Rewrite the listing from the line with "Please provide the mask of every instance of the metal" up to and including the line with "253), (268, 232)]]", putting "iron post" in place of "metal vertical rod" and leaving all else as it stands.

_Exercise materials_
○ ○ ○ ○

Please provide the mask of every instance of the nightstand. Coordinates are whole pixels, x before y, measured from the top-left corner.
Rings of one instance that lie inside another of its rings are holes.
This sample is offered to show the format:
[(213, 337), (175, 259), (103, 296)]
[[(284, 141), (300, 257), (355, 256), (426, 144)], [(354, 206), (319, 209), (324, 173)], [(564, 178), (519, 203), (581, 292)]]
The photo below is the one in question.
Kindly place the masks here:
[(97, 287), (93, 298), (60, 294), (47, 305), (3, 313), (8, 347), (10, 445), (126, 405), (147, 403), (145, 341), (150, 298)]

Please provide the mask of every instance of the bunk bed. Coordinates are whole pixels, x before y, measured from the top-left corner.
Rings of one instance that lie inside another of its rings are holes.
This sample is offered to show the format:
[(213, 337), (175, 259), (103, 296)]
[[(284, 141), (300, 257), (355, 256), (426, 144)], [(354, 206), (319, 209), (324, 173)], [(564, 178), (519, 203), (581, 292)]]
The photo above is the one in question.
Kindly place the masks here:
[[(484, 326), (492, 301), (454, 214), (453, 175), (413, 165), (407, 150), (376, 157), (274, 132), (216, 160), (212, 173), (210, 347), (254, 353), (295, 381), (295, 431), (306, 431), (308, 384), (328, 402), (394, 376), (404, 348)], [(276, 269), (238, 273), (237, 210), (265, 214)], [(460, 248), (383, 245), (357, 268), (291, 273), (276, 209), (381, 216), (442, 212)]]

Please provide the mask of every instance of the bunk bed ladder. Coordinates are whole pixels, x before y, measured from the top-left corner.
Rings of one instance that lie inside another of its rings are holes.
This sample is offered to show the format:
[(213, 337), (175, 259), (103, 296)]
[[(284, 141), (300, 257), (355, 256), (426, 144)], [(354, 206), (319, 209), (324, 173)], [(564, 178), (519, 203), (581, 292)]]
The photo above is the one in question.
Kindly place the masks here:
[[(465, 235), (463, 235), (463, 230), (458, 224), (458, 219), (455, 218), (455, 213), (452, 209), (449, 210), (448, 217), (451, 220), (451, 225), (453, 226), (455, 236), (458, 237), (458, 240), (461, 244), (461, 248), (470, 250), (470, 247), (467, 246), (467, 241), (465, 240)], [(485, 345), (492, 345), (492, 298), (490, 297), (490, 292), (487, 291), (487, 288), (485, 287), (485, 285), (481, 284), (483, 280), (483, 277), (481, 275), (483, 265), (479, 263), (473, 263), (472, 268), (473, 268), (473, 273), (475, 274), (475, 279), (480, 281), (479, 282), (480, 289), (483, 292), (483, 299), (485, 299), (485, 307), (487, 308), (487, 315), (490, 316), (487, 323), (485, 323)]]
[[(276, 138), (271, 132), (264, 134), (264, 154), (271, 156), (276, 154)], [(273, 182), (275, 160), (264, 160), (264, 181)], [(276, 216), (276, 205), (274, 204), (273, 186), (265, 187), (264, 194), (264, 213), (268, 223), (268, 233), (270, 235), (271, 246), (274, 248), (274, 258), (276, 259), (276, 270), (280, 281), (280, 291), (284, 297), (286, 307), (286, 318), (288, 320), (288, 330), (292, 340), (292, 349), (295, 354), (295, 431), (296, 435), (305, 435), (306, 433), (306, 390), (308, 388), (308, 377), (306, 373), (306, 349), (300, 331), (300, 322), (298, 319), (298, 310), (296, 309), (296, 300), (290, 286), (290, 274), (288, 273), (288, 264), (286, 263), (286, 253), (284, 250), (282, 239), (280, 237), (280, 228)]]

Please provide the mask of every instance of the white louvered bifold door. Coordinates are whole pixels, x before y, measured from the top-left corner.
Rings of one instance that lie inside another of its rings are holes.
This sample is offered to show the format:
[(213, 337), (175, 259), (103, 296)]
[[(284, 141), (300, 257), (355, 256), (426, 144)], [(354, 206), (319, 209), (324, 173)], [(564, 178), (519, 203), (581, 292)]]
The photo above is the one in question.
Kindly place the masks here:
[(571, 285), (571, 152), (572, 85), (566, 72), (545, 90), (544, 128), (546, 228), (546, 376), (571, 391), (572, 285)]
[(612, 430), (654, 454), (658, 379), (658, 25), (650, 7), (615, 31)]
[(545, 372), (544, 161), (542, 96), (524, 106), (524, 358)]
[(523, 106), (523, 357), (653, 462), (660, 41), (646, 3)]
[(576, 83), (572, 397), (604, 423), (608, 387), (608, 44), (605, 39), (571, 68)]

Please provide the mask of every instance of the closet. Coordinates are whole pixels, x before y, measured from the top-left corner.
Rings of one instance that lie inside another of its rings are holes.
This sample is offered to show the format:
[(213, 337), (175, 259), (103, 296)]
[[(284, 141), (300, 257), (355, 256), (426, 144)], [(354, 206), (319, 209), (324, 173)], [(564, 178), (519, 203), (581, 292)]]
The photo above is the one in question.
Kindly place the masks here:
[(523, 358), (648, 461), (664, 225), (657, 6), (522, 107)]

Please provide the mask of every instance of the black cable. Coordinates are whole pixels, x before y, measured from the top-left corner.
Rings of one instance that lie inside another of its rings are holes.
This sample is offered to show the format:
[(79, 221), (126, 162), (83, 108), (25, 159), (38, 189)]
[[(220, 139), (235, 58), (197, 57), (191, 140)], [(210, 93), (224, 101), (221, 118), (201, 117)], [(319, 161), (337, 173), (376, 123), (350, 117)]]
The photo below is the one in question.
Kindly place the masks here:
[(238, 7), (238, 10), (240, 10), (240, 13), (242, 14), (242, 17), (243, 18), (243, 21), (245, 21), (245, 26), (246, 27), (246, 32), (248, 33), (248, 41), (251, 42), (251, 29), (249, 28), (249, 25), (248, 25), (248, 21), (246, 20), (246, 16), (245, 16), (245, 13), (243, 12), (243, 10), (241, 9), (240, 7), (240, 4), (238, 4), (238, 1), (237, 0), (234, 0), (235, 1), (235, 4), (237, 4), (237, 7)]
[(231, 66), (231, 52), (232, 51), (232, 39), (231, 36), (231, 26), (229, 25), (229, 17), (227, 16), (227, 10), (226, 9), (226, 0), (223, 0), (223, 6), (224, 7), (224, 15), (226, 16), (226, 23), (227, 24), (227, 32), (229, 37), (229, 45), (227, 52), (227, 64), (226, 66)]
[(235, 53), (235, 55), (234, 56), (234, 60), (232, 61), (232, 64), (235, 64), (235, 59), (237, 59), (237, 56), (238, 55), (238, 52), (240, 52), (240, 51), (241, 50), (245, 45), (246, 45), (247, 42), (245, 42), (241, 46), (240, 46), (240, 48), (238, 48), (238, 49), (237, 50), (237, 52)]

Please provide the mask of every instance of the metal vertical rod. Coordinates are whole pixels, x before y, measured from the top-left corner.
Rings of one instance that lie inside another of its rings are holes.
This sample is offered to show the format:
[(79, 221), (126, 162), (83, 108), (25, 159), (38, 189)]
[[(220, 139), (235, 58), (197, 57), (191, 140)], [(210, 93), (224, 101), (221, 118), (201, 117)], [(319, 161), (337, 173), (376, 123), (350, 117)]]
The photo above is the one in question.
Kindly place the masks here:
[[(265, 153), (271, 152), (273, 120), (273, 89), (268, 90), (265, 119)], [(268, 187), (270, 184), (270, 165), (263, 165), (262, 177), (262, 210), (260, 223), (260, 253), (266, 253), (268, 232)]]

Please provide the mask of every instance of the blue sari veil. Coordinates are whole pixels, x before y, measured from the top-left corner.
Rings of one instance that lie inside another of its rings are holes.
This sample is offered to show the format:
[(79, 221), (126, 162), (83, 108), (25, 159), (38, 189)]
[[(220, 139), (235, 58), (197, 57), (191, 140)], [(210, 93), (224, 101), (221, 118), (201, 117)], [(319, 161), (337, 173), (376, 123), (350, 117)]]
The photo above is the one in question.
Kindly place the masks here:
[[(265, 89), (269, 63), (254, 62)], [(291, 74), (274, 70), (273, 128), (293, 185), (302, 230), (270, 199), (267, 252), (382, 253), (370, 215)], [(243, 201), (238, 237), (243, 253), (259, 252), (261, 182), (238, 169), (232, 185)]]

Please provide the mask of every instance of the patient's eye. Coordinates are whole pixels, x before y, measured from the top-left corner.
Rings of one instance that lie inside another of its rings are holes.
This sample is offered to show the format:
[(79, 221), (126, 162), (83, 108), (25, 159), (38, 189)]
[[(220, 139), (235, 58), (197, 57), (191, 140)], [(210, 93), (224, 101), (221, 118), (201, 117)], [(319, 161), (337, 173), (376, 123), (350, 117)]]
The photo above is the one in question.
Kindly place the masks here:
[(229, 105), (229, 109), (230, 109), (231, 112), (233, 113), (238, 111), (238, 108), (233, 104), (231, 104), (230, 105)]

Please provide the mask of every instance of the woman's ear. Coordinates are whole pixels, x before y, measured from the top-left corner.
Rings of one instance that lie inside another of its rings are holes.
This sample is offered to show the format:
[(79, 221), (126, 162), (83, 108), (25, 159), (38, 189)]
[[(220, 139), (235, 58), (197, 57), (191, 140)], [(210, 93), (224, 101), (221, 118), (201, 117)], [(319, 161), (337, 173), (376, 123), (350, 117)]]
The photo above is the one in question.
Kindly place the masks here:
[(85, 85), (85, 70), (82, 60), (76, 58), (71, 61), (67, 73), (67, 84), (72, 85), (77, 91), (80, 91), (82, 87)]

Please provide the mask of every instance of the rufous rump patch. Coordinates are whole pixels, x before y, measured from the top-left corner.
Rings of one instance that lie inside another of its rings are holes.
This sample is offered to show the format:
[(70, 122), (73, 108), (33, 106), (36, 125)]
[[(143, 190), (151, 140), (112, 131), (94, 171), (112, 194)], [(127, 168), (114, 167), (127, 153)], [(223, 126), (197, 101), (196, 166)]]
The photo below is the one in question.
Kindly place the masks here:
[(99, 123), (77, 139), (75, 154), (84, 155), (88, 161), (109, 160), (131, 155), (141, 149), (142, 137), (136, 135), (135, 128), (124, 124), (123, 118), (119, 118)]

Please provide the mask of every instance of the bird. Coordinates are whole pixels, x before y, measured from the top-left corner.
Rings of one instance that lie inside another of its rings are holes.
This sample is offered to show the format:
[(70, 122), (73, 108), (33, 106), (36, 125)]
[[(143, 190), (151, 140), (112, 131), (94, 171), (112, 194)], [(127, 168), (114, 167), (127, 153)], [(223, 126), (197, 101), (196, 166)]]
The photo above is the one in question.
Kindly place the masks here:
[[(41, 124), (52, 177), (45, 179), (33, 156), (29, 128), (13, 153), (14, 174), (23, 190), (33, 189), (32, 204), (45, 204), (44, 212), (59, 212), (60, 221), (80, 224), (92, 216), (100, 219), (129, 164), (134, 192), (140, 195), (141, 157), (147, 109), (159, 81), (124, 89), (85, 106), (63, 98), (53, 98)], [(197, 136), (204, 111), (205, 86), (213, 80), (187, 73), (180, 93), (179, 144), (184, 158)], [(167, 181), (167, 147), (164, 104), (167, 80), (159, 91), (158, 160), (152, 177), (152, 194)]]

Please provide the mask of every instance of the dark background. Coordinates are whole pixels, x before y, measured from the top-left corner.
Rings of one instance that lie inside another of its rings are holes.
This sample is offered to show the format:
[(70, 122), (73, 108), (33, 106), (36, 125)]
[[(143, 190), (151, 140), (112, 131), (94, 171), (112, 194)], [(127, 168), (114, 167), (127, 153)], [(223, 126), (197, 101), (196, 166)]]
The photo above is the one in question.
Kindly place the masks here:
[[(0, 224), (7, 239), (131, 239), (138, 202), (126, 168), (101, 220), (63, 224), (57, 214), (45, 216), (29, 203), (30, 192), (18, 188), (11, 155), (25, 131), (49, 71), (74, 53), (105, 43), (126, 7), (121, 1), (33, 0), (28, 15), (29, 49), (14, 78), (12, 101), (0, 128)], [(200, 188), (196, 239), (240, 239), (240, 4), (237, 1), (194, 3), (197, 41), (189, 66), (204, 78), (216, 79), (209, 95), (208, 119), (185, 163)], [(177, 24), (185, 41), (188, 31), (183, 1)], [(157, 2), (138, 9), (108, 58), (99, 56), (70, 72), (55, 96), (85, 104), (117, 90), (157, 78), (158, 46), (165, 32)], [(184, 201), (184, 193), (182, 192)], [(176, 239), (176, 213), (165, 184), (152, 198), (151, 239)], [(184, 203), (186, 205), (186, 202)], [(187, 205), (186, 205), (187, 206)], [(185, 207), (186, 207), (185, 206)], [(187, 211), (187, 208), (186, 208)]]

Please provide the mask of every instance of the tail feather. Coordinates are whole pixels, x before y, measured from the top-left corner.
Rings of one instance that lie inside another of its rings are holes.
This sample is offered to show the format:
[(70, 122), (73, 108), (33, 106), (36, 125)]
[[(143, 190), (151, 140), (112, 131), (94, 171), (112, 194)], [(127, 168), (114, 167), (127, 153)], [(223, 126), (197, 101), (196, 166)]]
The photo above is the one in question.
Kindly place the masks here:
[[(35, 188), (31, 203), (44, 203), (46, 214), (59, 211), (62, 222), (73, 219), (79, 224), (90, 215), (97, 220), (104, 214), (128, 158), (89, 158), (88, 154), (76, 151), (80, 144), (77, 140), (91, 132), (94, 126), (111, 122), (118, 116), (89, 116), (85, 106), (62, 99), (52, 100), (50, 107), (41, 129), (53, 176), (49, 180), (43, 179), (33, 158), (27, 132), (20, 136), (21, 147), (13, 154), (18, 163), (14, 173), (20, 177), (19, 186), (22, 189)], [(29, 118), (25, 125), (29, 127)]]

○ ○ ○ ○

_Complete answer_
Please provide the mask of every instance of the iron post. Coordinates are whole pixels, x before y, measured from the top-left corner.
Rings of one instance that lie inside another of its rings are holes.
This sample is offered to show the format:
[(79, 221), (126, 162), (83, 108), (25, 159), (38, 189)]
[[(220, 139), (235, 58), (197, 57), (191, 140)], [(210, 93), (224, 101), (221, 118), (201, 117)], [(319, 161), (337, 173), (376, 123), (350, 117)]]
The photo above is the one in question.
Kindly place the masks here:
[[(265, 153), (271, 152), (273, 120), (273, 89), (268, 90), (265, 119)], [(268, 187), (270, 184), (270, 165), (263, 165), (262, 177), (262, 210), (260, 223), (260, 253), (266, 253), (268, 232)]]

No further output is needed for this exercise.